- _Short exercise_
Return the lines of the material below word for word, starting at the line that contains "of the woman's" and stopping after the line that contains "point(378, 166)". Include both of those lines.

- _Supplied data_
** START **

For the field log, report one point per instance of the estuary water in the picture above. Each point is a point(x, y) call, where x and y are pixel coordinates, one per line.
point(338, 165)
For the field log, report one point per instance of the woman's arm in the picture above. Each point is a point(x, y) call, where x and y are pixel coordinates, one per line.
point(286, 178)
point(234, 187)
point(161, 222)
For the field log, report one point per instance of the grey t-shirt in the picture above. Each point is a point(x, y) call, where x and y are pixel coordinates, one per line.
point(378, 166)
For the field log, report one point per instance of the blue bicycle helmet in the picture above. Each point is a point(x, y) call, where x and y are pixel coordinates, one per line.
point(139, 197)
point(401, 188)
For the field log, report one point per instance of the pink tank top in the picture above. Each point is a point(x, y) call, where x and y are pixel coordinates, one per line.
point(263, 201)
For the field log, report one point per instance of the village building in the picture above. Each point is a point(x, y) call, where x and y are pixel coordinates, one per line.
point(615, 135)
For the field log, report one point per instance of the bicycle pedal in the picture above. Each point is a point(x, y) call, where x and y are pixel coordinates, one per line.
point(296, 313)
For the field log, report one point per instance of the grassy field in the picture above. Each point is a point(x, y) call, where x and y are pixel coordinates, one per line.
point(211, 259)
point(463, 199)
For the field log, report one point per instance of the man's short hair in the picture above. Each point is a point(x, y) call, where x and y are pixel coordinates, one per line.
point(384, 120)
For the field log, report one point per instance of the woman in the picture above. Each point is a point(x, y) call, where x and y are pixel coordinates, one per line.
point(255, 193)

** END **

- _Task output_
For the field log, report one point per instance of the woman's arm in the picture above. Each point is a point(x, y) call, where x and y are pixel coordinates, one per line.
point(286, 178)
point(234, 187)
point(161, 222)
For the field log, report one point per instance of the grey t-shirt in the picture above. Each point is a point(x, y) call, where x and y are pixel coordinates, one per line.
point(378, 166)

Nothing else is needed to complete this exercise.